• _Extracted entries_:

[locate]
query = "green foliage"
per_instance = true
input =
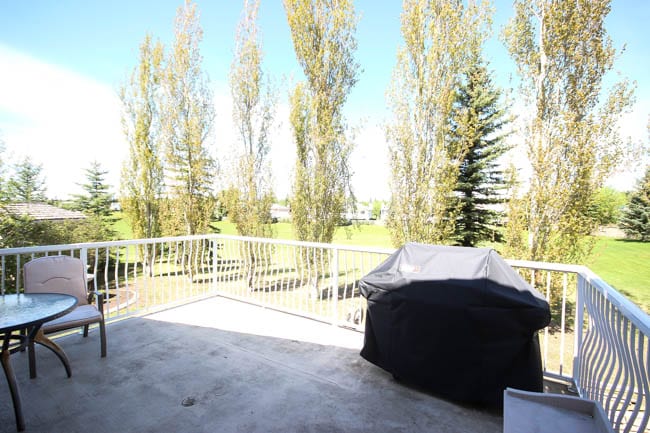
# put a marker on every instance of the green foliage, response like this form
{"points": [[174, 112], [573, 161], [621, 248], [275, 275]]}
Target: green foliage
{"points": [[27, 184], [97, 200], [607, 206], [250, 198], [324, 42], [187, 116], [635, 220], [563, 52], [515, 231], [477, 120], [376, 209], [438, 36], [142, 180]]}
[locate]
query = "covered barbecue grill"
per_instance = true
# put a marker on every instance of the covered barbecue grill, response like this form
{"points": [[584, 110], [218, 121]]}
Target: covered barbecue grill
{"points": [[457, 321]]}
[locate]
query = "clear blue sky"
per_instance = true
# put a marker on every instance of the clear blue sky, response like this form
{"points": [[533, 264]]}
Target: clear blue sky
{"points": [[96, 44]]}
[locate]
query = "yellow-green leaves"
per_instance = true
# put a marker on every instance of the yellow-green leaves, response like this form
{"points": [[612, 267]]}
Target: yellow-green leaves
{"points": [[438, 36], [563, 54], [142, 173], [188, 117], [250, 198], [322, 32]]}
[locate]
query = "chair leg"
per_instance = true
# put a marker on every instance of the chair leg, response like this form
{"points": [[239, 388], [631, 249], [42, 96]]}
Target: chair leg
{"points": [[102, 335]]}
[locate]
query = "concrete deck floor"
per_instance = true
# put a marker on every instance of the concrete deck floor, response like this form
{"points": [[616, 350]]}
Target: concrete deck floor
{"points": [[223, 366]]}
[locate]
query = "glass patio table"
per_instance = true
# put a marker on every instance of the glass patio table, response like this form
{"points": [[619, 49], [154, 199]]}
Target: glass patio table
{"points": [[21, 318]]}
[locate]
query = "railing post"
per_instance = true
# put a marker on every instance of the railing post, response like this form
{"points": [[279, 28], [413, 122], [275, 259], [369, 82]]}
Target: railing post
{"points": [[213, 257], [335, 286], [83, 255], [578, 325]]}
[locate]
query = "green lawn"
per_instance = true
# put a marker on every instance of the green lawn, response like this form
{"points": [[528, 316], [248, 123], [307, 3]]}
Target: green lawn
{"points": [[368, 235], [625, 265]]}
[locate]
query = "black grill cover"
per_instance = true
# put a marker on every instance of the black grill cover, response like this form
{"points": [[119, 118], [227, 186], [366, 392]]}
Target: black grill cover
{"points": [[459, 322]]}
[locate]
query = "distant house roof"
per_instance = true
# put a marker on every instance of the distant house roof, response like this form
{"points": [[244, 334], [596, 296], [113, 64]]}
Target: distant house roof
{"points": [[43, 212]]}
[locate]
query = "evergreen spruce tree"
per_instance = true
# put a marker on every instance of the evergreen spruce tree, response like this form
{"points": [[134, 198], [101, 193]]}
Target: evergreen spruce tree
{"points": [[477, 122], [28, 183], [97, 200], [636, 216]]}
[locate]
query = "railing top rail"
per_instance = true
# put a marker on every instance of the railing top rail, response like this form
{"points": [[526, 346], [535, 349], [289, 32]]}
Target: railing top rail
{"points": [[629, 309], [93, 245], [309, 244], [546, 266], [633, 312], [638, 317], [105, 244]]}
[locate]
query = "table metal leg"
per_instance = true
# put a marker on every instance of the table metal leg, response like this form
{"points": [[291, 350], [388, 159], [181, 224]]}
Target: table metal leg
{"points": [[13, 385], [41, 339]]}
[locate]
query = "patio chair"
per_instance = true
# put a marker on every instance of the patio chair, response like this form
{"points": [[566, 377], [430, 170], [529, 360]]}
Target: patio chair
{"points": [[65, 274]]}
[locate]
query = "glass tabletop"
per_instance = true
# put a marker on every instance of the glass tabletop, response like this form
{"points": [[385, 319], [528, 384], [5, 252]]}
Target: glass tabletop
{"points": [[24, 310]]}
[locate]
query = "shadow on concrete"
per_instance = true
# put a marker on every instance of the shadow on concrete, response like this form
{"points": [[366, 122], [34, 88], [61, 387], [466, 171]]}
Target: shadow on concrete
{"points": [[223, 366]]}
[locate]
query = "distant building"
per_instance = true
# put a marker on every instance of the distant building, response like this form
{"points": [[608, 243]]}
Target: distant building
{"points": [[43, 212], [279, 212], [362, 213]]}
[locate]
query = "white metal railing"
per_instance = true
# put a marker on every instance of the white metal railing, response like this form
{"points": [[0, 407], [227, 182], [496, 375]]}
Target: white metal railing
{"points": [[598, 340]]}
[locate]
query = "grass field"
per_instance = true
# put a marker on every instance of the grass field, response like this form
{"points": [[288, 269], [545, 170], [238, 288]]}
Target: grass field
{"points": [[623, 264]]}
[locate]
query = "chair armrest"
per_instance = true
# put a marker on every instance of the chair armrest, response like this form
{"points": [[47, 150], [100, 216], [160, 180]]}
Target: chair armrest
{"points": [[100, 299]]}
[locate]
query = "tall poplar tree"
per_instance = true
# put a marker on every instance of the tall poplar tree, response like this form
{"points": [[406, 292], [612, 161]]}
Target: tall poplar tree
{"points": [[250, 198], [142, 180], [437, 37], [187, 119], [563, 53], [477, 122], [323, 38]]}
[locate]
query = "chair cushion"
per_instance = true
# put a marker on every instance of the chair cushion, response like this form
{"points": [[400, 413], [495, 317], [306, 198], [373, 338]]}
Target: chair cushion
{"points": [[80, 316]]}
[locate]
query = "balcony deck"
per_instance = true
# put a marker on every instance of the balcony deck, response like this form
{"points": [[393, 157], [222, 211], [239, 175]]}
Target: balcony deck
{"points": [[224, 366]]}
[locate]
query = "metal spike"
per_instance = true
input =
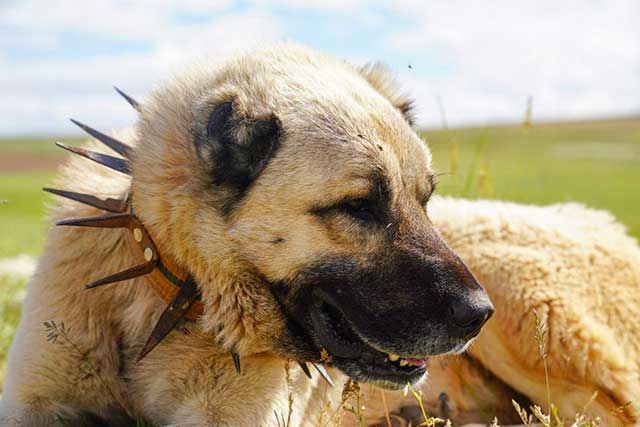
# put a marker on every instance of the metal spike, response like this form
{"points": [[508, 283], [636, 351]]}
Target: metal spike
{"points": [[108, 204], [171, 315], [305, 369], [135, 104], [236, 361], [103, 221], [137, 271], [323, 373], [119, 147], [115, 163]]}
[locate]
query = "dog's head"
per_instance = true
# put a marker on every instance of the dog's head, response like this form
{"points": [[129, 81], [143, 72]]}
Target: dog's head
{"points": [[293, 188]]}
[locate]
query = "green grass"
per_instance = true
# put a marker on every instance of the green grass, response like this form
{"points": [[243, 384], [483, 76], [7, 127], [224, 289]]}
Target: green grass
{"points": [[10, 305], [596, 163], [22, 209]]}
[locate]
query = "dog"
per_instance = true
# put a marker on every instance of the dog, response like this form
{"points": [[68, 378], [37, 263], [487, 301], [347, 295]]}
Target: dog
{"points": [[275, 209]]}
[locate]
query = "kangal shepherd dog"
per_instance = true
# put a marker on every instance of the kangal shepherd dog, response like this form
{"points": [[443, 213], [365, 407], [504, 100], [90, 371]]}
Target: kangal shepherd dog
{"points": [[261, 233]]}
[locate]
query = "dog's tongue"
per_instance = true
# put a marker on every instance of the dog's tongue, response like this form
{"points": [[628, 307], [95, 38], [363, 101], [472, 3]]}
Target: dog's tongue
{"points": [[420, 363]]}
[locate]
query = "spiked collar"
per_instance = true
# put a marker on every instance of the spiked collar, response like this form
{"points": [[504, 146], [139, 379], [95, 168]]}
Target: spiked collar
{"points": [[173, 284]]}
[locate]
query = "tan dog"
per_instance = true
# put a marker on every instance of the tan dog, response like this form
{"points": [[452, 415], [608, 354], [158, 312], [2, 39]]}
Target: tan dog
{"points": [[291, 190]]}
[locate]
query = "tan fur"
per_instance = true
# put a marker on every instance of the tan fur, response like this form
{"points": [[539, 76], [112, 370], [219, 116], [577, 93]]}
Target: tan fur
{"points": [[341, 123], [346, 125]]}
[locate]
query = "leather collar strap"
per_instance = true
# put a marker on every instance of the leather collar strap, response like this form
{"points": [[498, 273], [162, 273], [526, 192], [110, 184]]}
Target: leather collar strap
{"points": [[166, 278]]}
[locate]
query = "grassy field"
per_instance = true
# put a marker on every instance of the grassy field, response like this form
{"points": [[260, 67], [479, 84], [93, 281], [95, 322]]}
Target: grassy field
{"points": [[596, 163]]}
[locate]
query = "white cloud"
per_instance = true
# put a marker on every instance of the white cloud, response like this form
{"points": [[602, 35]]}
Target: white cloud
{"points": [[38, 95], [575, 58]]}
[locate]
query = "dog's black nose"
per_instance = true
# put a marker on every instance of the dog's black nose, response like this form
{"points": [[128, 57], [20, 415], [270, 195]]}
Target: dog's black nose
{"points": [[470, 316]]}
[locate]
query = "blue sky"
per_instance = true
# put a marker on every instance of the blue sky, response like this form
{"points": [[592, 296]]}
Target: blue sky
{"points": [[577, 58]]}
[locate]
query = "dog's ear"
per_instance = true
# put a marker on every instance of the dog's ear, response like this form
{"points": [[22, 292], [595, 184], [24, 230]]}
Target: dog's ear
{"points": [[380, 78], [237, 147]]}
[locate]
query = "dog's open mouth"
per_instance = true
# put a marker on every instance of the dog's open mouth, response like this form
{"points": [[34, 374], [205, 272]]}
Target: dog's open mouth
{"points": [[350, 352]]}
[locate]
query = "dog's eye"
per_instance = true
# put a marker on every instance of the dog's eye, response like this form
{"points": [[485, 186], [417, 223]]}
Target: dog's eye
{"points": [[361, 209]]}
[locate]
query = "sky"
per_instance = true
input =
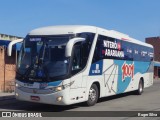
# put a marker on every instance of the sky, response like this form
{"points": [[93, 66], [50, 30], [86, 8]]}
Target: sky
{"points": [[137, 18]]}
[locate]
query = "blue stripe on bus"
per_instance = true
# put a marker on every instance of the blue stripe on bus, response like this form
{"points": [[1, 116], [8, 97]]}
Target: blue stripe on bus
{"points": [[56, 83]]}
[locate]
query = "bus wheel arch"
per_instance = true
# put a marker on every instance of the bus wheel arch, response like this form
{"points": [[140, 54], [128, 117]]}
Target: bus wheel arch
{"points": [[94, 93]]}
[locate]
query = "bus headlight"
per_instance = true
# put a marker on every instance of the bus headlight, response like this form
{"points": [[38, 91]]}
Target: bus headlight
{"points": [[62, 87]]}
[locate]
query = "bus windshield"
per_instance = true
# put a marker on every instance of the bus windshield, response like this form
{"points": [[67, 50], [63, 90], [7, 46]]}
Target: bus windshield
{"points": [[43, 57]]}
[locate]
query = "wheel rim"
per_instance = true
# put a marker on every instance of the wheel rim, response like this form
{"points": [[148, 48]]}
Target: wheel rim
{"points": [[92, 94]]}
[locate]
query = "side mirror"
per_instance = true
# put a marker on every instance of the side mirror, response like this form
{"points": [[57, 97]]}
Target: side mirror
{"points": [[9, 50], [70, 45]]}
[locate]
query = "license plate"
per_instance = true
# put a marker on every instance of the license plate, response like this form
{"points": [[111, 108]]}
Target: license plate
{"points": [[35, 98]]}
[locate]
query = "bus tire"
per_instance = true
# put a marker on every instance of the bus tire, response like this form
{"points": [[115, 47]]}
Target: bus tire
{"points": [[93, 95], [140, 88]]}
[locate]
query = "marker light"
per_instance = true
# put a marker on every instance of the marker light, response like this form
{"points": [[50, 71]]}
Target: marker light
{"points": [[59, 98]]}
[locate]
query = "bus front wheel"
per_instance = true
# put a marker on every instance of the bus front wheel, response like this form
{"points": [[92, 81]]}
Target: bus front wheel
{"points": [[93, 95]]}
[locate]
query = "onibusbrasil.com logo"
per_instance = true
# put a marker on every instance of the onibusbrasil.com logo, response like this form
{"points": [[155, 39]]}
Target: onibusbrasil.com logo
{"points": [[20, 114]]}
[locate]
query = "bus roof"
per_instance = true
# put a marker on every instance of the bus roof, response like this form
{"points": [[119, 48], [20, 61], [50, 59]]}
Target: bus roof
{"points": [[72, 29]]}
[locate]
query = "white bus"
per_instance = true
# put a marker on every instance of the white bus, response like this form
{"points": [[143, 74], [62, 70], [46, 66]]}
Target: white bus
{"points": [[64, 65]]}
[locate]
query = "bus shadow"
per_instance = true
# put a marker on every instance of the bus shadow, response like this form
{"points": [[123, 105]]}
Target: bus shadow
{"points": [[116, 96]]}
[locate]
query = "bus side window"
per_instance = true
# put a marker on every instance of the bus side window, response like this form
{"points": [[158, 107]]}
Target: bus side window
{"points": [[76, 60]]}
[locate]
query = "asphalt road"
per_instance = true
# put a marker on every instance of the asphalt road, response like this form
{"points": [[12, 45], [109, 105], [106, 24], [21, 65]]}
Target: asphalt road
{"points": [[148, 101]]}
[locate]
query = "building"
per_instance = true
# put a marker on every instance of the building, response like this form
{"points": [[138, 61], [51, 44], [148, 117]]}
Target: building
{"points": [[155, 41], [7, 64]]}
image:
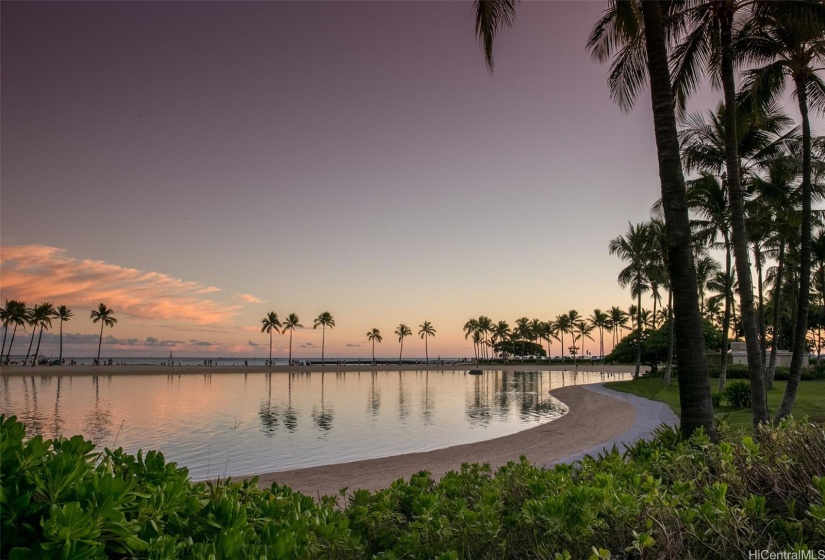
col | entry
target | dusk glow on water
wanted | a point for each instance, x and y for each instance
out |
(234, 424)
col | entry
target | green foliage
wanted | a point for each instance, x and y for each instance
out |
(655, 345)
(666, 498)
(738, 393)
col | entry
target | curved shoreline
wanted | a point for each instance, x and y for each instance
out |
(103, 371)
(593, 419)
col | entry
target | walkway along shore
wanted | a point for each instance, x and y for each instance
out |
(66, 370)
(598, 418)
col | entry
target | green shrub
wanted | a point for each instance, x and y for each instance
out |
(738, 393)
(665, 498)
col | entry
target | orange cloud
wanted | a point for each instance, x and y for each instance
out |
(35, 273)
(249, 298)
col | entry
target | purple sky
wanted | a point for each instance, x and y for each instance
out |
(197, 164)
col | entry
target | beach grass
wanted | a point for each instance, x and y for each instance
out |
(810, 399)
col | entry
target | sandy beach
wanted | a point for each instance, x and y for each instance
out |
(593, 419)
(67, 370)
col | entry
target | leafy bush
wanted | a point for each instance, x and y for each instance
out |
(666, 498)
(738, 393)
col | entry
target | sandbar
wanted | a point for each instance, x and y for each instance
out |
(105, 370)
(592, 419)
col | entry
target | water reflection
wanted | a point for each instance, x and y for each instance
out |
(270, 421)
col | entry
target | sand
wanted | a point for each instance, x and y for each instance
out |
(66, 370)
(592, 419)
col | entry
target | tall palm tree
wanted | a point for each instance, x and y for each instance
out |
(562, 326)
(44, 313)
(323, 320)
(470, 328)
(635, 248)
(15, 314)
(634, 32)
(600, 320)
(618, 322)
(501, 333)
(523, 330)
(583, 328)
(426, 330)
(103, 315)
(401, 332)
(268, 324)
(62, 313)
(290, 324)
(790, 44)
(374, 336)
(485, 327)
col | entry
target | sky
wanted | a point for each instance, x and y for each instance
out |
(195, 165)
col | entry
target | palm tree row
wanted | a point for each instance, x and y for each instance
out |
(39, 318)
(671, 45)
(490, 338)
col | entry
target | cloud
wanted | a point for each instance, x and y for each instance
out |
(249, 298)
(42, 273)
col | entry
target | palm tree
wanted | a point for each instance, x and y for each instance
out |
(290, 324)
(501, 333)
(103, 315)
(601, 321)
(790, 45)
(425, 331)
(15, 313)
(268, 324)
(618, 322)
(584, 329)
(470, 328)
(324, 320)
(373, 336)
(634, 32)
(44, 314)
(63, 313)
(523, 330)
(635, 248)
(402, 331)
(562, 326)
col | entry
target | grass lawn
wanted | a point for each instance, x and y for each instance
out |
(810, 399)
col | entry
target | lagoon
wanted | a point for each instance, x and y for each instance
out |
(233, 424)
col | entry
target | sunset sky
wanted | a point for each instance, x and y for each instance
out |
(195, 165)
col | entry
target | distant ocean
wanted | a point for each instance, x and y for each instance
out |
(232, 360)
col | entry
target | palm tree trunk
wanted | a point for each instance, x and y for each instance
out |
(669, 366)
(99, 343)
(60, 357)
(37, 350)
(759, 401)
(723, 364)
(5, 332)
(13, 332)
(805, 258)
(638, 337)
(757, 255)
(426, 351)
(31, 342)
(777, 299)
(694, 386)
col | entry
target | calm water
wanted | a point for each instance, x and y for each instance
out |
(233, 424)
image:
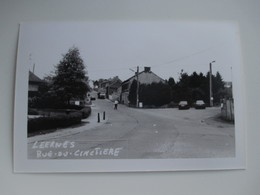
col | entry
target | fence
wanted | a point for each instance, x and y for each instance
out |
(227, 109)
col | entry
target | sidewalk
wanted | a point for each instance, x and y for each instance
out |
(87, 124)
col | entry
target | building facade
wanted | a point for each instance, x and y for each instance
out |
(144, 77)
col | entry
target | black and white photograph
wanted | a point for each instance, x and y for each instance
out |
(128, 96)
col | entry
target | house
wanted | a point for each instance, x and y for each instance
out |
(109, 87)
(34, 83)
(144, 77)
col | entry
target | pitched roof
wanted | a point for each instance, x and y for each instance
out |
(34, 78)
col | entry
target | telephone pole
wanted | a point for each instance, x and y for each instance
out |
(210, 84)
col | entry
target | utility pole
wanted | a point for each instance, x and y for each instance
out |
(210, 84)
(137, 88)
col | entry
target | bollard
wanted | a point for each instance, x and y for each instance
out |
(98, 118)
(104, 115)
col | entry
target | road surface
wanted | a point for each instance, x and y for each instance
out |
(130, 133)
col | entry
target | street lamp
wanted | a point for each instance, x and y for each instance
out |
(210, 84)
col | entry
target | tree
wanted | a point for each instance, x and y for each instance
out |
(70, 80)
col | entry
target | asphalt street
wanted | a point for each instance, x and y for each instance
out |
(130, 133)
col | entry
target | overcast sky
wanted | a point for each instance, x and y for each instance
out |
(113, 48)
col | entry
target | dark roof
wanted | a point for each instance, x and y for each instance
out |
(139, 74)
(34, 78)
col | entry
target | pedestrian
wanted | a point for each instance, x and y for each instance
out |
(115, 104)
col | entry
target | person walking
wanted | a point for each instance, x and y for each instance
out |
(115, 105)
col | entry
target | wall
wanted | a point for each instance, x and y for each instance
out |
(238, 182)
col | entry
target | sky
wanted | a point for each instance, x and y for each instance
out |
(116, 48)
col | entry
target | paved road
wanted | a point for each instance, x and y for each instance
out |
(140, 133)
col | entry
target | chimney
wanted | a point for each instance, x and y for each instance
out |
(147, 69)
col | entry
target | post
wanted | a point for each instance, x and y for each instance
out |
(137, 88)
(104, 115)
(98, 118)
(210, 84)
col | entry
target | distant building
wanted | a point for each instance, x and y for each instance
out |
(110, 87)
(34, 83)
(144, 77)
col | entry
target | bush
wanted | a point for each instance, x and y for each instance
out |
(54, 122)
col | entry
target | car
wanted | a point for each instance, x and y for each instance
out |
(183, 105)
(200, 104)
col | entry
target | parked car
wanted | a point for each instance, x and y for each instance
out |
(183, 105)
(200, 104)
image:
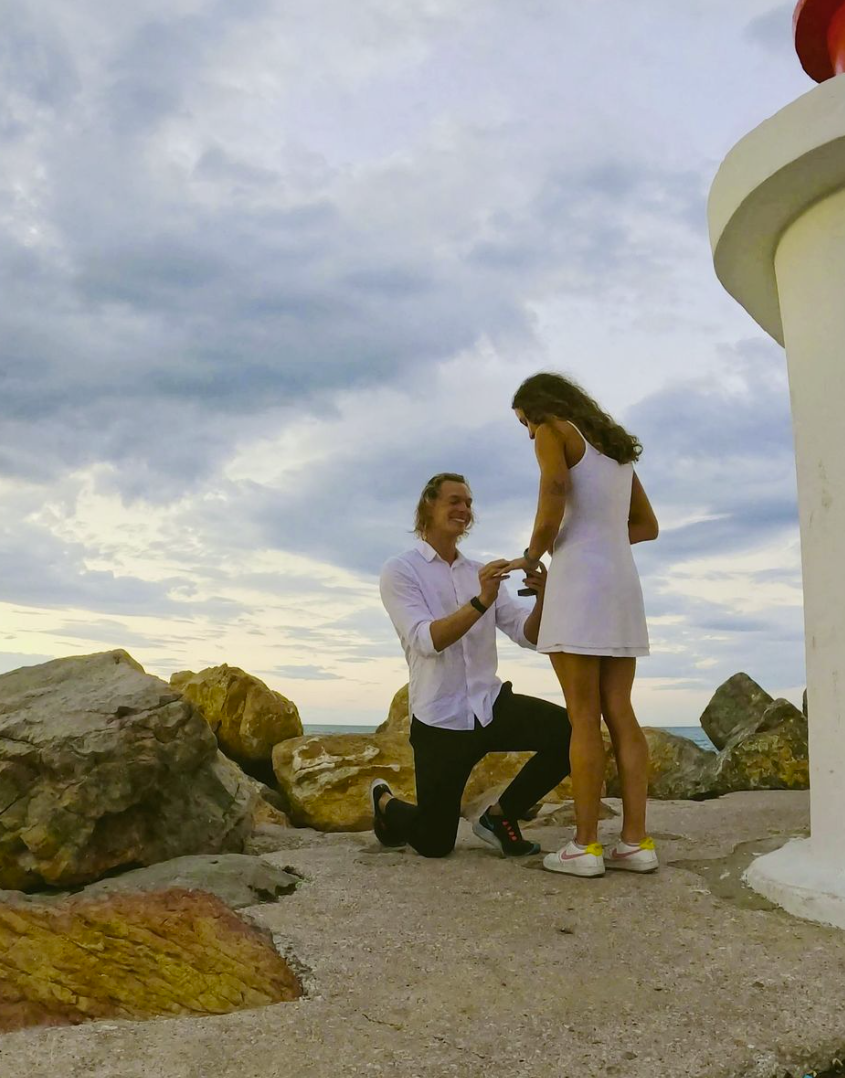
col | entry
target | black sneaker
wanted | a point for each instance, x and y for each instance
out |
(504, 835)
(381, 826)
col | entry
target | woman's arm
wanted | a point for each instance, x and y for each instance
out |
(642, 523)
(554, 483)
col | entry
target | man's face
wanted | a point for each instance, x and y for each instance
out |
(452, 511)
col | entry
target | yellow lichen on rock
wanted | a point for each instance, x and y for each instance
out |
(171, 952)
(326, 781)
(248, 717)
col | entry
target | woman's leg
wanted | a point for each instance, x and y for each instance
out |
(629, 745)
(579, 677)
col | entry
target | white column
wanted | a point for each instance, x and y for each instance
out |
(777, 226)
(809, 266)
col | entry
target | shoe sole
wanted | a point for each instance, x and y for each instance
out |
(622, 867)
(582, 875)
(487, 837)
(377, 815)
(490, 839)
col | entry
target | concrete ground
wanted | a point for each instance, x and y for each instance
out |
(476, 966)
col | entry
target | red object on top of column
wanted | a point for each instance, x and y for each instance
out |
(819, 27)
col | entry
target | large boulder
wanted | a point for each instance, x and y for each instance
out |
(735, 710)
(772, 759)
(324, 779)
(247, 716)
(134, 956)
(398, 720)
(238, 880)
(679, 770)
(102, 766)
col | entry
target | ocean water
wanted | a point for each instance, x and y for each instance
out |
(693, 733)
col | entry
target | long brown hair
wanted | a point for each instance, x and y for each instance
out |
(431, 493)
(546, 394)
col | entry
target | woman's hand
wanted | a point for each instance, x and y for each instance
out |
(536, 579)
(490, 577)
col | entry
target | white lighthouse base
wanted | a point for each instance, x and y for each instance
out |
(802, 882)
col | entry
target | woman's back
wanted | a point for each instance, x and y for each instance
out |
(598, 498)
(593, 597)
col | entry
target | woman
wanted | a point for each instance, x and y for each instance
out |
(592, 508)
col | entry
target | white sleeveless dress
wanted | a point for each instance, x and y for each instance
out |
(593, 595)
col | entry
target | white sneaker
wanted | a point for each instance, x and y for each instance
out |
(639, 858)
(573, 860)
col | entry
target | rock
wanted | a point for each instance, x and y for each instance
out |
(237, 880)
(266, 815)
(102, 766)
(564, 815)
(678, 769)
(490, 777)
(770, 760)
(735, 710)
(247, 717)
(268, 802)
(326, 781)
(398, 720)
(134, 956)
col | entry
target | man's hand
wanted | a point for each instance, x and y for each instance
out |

• _Your goal_:
Which lines of the material contain the word "arch"? Show every one of them in full.

• _Solution to this task_:
query = "bus wheel arch"
# put a marker on every instance of the bus wheel arch, response like this form
Target: bus wheel arch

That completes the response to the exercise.